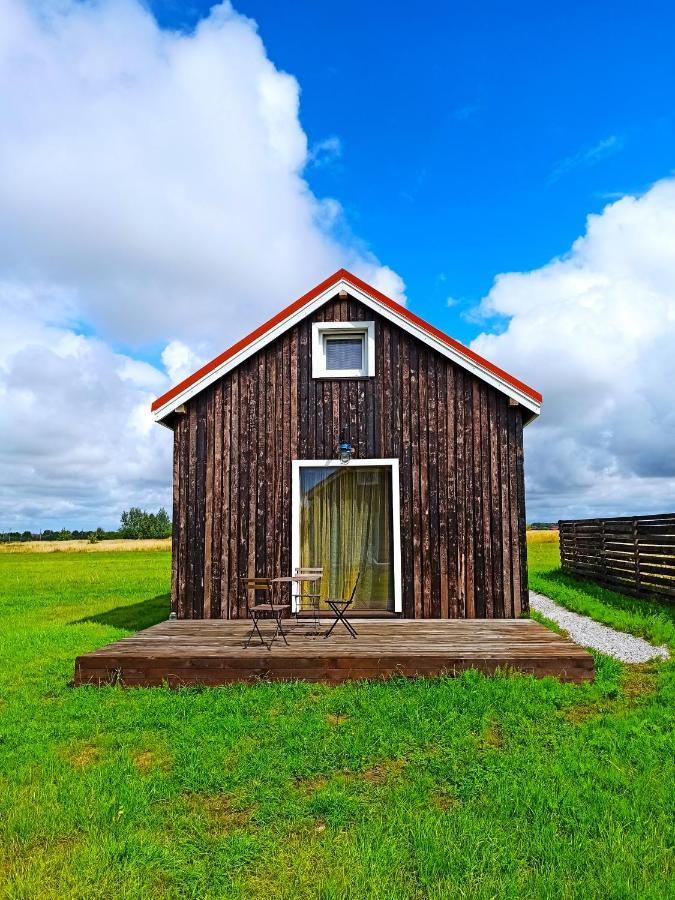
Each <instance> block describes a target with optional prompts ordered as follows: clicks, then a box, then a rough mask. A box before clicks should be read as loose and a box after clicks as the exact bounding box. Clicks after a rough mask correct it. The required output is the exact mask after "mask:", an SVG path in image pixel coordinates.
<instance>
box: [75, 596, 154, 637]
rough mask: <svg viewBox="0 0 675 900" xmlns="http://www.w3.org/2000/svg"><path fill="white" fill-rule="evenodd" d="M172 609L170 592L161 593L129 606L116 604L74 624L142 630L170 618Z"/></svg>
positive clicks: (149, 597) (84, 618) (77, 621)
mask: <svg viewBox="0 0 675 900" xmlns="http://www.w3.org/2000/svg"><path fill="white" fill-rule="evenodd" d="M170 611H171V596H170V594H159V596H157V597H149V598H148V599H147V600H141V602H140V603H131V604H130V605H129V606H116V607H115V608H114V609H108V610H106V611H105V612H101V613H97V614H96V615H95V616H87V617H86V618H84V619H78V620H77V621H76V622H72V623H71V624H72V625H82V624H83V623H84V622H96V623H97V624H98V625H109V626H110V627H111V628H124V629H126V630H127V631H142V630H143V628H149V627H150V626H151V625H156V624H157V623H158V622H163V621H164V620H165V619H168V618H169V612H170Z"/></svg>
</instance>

○ ○ ○

Leave the pictures behind and transcribe every record above exactly.

▶ [Output of the exercise]
Each <instance> block describes a target with optional prompts ordered as follows: clicks, then a box, then a rough mask. A box before clicks should be read as loose and a box after clicks as the exact bounding box. Clicks after a rough mask correct it. The required output is the exact mask after "mask:", an SVG path in image pixel coordinates.
<instance>
box: [75, 596, 154, 637]
rough mask: <svg viewBox="0 0 675 900" xmlns="http://www.w3.org/2000/svg"><path fill="white" fill-rule="evenodd" d="M172 609L170 592L161 593L129 606L116 604L74 624L142 630L170 618Z"/></svg>
positive clicks: (149, 597) (84, 618) (77, 621)
mask: <svg viewBox="0 0 675 900" xmlns="http://www.w3.org/2000/svg"><path fill="white" fill-rule="evenodd" d="M170 611H171V596H170V594H159V596H157V597H149V598H148V599H147V600H141V602H140V603H131V604H130V605H129V606H116V607H115V608H114V609H108V610H106V611H105V612H101V613H97V614H96V615H95V616H87V617H86V618H84V619H78V620H77V621H76V622H72V623H71V624H72V625H82V624H83V623H84V622H96V623H97V624H98V625H109V626H110V627H111V628H124V629H126V630H127V631H142V630H143V628H149V627H150V626H151V625H156V624H157V623H158V622H163V621H164V620H165V619H168V618H169V612H170Z"/></svg>
</instance>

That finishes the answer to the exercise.